Tag Archives: preston

Cold Bath Street – A. J. Hartley

A ghostly story, set in Preston, read for book club. I really liked this story. I enjoyed the local setting – a real novelty. I don’t think I’ve ever read a book set so firmly in a place I’m familiar with. I liked the ghostly premise, and found the story page turning. However, many at book club didn’t quite take to it as kindly. I felt like it was people who were really into this genre considered it a bit light – possibly a YA ghost story. I didn’t get that at all, but then I’m a massive wimp and probably couldn’t cope with anything more scary!!


The cover of the book is stunning. I noticed the creepy face in the clouds fairly early on, but there’s also a creepy figure next to the boy and I didn’t notice that until book club. It’s done using a shiny overlay and it was great that it took a while to notice.


I can’t separate out the fact that I enjoyed the story and really liked that I knew the locations involved. I know the streets around Ribbleton, Avenham park, the Harris Museum and Art gallery, the Miley tunnel, and of course Cold Bath Street.

☆ ☆ ☆ ☆

**TO BE DONE**
According to the book review, in which town is the ghost story set?

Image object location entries
☆ ☆ ☆ ☆

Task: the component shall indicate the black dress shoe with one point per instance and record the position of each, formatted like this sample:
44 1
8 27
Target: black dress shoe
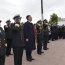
39 53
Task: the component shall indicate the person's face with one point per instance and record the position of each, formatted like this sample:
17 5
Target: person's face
30 18
17 20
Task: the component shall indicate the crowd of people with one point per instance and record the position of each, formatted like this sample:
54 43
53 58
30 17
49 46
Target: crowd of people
27 37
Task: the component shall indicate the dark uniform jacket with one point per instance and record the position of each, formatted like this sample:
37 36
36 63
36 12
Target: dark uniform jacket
2 42
8 32
17 36
29 34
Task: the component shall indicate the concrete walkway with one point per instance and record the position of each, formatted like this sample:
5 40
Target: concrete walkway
54 56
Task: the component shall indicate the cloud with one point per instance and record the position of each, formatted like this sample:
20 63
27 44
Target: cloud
9 8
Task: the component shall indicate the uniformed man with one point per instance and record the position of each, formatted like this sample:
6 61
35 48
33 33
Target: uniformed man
8 38
2 46
39 37
17 40
45 34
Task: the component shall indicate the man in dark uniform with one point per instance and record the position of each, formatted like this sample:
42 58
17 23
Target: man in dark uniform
45 34
52 32
2 46
8 39
29 37
17 40
39 37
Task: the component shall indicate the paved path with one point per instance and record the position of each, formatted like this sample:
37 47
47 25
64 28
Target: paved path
54 56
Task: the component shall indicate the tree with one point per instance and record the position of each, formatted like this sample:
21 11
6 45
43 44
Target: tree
53 19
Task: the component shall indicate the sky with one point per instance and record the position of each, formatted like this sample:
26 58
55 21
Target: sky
9 8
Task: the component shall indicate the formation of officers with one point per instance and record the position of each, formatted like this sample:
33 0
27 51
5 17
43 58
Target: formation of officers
23 37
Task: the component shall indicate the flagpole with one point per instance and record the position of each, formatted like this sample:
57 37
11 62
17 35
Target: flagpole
42 16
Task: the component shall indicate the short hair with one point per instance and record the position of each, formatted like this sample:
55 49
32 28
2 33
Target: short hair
27 16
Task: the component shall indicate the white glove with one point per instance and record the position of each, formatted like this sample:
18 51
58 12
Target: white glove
16 25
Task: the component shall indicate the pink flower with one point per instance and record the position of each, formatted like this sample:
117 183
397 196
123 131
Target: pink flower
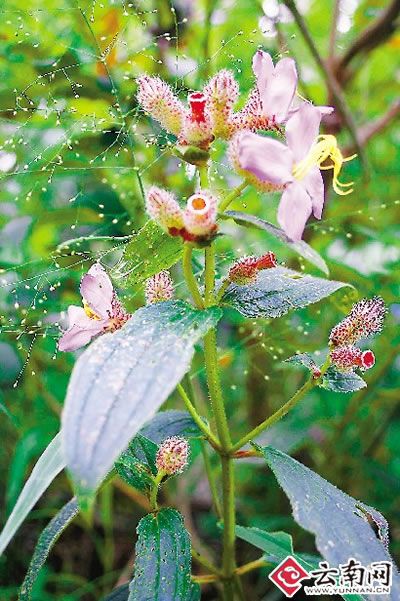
101 312
294 167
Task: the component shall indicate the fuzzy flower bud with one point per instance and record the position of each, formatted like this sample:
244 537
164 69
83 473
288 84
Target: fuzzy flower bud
348 358
244 271
172 455
222 92
200 214
196 129
157 98
159 288
165 210
365 319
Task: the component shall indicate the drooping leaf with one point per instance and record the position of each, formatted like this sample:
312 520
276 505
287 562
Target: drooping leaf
278 291
301 248
338 381
120 382
48 466
163 559
340 526
44 545
148 253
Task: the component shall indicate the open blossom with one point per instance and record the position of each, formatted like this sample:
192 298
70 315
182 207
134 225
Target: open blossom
172 455
348 358
101 312
245 270
294 167
365 319
159 288
271 99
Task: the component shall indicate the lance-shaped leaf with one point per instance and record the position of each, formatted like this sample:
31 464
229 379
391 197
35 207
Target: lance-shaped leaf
49 465
148 253
300 247
46 541
163 559
278 291
341 524
121 381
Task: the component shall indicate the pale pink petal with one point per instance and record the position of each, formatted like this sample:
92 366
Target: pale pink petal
269 160
294 210
314 184
302 130
97 291
81 329
280 90
263 69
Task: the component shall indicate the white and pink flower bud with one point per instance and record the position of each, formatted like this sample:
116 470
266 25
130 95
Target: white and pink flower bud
162 206
200 215
196 129
222 92
158 99
245 270
172 455
348 358
159 288
365 319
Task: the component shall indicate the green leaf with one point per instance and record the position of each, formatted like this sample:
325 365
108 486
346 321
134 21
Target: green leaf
148 253
170 423
44 545
338 381
163 559
119 594
300 247
120 382
278 291
338 521
48 466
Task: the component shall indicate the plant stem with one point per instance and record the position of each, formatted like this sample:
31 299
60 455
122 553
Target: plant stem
225 202
189 277
197 419
275 417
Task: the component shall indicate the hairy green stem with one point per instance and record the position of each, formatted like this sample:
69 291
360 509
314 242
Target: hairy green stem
225 202
275 417
197 419
191 281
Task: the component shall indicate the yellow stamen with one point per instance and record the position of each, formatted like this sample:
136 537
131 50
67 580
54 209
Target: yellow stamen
89 312
325 148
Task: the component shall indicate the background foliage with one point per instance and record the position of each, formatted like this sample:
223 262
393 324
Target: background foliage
75 155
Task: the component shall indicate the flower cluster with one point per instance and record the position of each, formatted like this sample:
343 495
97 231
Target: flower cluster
102 311
364 320
195 223
245 270
159 288
172 455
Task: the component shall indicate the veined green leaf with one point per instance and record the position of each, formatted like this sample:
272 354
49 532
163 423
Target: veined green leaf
163 559
120 382
278 291
49 465
339 522
46 541
301 248
150 251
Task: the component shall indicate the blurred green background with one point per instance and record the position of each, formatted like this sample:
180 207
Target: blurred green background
75 152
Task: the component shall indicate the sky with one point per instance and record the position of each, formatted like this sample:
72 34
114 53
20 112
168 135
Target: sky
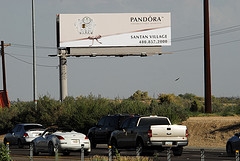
114 77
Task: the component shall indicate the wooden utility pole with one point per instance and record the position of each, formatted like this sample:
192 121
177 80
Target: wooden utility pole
207 67
4 101
3 67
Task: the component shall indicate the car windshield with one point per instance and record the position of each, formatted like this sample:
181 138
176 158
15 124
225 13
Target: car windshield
30 127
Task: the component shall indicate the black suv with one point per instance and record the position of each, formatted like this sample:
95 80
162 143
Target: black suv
100 134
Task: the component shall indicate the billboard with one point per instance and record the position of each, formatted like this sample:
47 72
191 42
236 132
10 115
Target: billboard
114 30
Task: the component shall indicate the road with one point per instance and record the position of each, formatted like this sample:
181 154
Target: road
191 154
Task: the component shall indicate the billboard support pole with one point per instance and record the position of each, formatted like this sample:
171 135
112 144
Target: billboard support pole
207 66
63 74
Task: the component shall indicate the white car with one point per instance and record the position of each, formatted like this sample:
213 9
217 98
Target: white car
64 140
23 134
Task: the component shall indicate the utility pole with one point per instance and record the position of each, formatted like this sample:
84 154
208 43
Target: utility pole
3 67
34 56
207 67
4 96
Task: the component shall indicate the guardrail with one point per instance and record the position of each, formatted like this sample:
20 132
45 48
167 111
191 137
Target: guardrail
111 153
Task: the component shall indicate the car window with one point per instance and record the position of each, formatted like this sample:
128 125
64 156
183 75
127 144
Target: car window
18 129
15 128
28 127
153 121
101 122
125 123
133 122
111 121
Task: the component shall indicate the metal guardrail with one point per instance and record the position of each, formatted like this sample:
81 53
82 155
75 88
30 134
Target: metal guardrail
110 153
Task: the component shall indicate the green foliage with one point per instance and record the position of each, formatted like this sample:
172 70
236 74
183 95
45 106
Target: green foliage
4 153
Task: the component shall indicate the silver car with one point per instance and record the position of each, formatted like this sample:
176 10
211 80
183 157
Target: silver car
23 134
64 140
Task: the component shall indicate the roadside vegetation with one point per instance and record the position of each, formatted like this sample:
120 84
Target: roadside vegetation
83 112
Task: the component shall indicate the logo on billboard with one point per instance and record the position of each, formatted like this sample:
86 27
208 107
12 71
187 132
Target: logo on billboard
85 25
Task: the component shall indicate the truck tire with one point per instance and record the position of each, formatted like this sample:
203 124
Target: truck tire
177 151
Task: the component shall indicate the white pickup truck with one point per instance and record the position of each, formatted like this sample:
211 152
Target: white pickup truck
149 134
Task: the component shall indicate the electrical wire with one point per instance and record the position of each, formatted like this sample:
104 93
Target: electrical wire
29 62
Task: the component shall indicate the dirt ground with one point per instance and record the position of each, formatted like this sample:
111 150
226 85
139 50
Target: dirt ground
208 131
211 131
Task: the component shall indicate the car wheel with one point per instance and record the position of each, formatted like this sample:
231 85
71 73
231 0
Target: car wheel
177 151
51 148
139 148
229 149
20 145
35 152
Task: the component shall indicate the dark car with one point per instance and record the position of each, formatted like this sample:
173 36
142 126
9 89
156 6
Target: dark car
233 144
100 133
23 134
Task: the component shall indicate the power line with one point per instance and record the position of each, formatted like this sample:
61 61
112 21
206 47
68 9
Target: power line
49 66
200 47
183 38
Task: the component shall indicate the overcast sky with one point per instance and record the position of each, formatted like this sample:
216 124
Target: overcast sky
113 77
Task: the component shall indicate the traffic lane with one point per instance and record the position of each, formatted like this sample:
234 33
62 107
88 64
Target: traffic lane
192 154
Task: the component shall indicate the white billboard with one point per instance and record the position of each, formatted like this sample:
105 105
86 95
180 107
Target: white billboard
114 30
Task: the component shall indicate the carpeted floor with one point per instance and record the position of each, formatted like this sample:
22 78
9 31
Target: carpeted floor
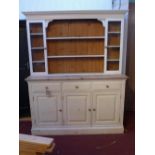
115 144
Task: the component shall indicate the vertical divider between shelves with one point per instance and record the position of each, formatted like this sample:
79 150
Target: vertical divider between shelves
29 46
45 47
105 46
121 46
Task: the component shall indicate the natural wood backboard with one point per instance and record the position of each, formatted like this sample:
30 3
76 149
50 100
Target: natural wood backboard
114 39
112 65
113 53
60 28
37 55
39 67
36 28
75 47
64 47
37 41
114 26
75 65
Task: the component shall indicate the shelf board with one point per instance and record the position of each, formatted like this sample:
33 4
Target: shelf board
76 56
36 34
39 61
37 48
113 46
113 60
114 32
69 38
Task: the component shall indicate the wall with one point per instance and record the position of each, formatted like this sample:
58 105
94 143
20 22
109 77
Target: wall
130 66
58 5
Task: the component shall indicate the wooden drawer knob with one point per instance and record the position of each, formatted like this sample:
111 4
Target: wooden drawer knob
77 87
107 86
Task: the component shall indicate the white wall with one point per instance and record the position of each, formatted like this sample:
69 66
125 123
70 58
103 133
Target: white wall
57 5
54 5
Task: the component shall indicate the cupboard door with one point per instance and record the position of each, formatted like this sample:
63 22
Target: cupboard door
77 108
106 108
48 110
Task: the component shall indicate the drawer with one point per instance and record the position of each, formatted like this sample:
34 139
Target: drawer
45 86
76 86
100 85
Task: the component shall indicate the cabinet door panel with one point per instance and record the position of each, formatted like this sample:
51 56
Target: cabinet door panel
77 108
106 108
47 109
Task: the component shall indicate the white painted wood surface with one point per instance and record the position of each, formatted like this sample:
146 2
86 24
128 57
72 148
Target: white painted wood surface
76 106
104 16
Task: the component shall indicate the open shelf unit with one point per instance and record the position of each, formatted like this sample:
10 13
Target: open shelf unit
75 46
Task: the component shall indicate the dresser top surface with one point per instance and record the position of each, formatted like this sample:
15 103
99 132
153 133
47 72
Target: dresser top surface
77 77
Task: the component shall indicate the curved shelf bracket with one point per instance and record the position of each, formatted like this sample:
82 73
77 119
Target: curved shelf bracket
102 21
47 22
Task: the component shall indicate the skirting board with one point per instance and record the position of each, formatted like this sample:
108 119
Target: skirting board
77 131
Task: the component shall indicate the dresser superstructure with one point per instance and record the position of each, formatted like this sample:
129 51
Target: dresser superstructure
77 81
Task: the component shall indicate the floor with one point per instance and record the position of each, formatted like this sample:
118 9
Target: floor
114 144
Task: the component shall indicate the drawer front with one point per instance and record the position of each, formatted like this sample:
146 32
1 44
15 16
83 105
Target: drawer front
76 86
46 86
100 85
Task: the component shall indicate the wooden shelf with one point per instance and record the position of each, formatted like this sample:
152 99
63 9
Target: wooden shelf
113 32
38 48
36 34
70 38
77 56
113 46
38 61
113 60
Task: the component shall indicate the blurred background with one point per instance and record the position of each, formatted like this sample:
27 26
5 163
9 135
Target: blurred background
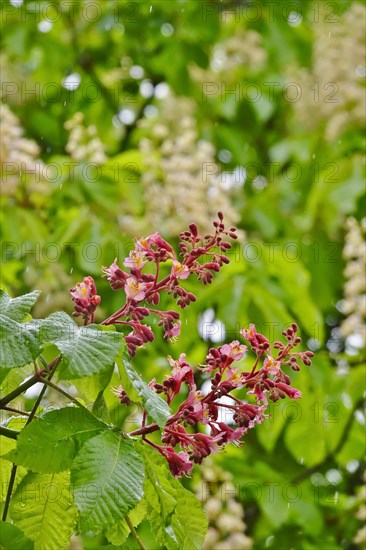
119 119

☆ ☆ ☆ ☆

**PROBLEM SOLUTION**
Preston.